'''
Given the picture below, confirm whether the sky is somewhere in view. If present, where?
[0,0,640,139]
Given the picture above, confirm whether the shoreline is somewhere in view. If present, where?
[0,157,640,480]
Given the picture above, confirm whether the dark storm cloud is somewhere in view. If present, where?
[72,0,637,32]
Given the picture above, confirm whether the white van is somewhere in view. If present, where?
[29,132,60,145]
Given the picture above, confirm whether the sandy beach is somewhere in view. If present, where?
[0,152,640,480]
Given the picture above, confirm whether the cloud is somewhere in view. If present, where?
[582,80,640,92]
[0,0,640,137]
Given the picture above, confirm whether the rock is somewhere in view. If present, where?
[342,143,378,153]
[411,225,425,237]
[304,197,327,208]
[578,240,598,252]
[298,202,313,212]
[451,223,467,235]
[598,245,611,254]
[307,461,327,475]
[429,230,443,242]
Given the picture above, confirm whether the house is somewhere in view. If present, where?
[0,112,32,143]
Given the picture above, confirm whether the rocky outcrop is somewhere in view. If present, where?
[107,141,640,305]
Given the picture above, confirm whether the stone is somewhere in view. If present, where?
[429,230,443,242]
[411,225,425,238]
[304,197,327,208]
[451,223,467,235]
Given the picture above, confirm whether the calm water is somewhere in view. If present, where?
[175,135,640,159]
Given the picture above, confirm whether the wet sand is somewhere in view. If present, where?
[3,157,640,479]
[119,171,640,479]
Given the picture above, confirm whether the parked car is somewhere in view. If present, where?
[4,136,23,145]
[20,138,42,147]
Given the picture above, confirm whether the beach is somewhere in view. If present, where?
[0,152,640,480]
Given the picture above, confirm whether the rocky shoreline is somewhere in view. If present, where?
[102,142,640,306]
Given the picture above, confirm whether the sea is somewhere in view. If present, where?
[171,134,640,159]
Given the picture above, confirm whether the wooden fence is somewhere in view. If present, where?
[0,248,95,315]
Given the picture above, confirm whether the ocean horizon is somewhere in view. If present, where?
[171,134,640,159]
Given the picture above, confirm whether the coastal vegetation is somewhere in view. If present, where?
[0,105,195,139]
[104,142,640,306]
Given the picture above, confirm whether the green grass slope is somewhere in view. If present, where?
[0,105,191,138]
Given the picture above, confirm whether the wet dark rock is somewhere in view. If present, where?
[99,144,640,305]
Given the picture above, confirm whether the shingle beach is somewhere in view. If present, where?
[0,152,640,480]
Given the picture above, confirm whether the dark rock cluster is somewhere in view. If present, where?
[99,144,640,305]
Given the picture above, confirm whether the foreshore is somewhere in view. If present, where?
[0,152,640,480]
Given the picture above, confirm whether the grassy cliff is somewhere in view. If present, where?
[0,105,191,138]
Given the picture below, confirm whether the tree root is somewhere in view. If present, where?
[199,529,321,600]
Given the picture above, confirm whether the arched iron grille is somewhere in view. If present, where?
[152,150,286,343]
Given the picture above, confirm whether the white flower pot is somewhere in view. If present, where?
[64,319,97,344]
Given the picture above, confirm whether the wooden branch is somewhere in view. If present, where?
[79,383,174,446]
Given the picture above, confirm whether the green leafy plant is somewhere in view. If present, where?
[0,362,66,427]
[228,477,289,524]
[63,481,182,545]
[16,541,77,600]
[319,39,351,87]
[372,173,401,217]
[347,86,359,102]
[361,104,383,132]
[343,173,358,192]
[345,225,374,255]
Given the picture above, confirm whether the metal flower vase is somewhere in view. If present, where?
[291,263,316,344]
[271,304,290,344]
'''
» **Work to complete**:
Copy the data above word for word, from the line containing "Given the picture above, confirm whether the beach" through the line containing "[0,248,95,315]", including both of those lines.

» **Solution for this exercise**:
Given the picture above, confirm whether the beach is somewhere in view. If present, where?
[0,152,640,480]
Given the picture above, confirm whether the rocky shoreline is somewhere in view. If present, where?
[102,142,640,306]
Given the picture above, confirm whether the sea is somewhere in view. If present, where?
[171,134,640,159]
Given the picture above, confirm whether the wooden fence is somewhere in view. If present, where?
[0,248,95,315]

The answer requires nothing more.